I remove my first suggestion, as it changes the nature of the query.
I see that there's too much time spent in the LEFT JOIN.
First thing is to try to make only a single scan of the acct_payment_link table. Could you try rewriting your query to:
... LEFT JOIN (SELECT * FROM acct_payment_link
WHERE link_type LIKE 'return_%') AS l ...
You should check your statistics, as there's difference between planned and returned numbers of rows.
You haven't included tables' and indexes' definitions, it'd be good to take a look on those.
You might also want to use contrib/pg_tgrm extension to build index on the acct_payment_link.link_type, but I would make this a last option to try out.
BTW, what is the PostgreSQL version you're using?
Your statement rewritten and formatted:
SELECT DISTINCT
t.date_effective,
t.acct_account_transaction_id,
p.method,
t.amount,
c.business_name,
t.amount
FROM contact c
JOIN contact_role cr ON cr.contact_fk = c.contact_id
JOIN acct_account a ON a.contact_fk = c.contact_id
JOIN acct_account_transaction t ON t.acct_account_fk = a.acct_account_id
JOIN acct_payment p ON p.acct_account_transaction_fk
= t.acct_account_transaction_id
LEFT JOIN acct_payment_link l ON orig_acct_payment_fk
= acct_account_transaction_id
-- missing table-qualification!

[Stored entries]
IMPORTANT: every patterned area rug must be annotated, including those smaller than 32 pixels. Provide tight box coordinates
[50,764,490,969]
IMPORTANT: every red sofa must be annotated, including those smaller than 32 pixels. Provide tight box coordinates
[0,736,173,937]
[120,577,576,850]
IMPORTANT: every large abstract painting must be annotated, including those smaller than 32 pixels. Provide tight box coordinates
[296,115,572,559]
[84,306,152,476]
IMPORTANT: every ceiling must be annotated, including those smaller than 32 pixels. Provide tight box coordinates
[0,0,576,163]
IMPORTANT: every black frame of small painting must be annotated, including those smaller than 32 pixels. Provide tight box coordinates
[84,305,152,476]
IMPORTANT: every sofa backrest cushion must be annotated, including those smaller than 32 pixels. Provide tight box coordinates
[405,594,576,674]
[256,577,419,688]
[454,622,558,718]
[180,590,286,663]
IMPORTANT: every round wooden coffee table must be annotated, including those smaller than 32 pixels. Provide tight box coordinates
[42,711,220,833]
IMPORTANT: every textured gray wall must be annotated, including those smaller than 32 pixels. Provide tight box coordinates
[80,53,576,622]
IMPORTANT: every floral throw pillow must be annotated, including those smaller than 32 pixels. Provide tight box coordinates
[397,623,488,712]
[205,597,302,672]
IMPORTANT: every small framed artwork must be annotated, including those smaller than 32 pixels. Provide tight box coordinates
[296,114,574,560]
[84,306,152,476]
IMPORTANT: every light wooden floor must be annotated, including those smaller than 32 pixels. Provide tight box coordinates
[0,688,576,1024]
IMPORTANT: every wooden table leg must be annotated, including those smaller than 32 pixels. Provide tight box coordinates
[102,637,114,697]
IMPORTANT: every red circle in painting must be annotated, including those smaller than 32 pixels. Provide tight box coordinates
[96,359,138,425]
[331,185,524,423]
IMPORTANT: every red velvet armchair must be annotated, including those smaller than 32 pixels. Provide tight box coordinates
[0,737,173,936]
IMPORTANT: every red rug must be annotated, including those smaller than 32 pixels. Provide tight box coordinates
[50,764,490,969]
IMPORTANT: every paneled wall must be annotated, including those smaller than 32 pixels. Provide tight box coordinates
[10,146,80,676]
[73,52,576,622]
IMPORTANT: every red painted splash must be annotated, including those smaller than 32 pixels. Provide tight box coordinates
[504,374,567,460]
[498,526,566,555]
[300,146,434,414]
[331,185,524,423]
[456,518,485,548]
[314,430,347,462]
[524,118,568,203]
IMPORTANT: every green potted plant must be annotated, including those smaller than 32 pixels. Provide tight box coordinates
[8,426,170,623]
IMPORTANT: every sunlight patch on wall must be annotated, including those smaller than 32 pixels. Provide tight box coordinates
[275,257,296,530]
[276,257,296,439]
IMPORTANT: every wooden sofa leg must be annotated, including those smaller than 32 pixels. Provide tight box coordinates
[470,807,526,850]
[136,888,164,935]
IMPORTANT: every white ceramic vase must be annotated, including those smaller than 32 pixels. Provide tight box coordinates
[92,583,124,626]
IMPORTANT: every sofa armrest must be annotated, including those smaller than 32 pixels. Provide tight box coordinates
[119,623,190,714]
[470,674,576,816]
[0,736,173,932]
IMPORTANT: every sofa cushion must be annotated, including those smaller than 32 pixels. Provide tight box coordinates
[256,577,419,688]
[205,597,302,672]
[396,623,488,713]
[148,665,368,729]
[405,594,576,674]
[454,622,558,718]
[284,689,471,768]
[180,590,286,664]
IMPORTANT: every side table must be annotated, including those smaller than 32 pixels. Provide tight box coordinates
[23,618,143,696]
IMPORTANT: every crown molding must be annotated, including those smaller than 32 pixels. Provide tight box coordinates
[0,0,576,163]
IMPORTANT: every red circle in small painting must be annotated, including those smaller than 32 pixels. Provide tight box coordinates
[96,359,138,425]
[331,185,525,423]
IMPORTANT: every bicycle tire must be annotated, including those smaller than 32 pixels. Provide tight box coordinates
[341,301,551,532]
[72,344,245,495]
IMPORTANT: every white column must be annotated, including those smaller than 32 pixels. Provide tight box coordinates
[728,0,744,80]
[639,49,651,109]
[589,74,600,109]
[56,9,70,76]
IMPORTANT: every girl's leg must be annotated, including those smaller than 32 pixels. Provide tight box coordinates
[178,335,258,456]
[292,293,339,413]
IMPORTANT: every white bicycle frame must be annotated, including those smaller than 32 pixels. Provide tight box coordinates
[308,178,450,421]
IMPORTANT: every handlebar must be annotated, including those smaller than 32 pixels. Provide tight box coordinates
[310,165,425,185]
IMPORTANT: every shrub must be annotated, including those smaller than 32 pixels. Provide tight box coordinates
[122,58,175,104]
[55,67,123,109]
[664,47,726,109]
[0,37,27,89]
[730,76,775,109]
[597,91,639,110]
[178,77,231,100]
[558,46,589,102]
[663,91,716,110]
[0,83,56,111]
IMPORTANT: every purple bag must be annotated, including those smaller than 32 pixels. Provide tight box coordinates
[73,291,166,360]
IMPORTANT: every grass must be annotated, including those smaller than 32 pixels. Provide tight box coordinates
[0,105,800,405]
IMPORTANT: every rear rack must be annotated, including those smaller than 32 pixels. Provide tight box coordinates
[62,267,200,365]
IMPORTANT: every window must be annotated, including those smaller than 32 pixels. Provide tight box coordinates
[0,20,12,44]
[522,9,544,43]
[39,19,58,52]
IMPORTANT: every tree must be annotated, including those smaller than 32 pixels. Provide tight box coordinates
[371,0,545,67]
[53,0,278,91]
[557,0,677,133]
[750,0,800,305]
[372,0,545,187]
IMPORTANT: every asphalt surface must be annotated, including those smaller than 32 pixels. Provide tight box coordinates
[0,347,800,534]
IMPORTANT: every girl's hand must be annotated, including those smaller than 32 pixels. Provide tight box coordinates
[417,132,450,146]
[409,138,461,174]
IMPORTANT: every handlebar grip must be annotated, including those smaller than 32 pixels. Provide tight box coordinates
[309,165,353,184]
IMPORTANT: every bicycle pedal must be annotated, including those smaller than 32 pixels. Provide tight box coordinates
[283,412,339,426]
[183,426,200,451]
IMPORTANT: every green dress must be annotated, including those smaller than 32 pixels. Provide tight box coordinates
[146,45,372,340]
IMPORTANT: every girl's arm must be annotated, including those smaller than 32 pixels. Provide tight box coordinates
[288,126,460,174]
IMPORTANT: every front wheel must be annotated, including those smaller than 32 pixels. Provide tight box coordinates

What this exercise asks |
1/ In the PostgreSQL query advice, copy the passage between "First thing is" and "LIKE 'return_%') AS l ...", inclusive, but substitute "one" for "single".
2/ According to the PostgreSQL query advice, which extension could be used to build an index on acct_payment_link.link_type?
3/ Carry the PostgreSQL query advice forward from its last line.
The records have no connection to the text.

Results by task |
1/
First thing is to try to make only a one scan of the acct_payment_link table. Could you try rewriting your query to:
... LEFT JOIN (SELECT * FROM acct_payment_link
WHERE link_type LIKE 'return_%') AS l ...

2/ The contrib/pg_tgrm extension.

3/
AND link_type like 'return_%'
-- missing table-qualification!
WHERE transaction_status = 'active' -- missing table-qualification!
AND cr.exchange_fk = 74
AND t.type = 'debit'
AND t.date_effective >= '2012-03-01'
AND t.date_effective < (date '2012-03-01' + interval '1 month')
AND p.method != 'trade'
AND l.link_type IS NULL
ORDER BY t.date_effective DESC;
Explicit JOIN statements are preferable. I reordered your tables according to your JOIN logic.
Why (date '2012-03-01' + interval '1 month') instead of date '2012-04-01'?
Some table qualifications are missing. In a complex statement like this that's bad style. May be hiding a mistake.
The key to performance are indexes where appropriate, proper configuration of PostgreSQL and accurate statistics.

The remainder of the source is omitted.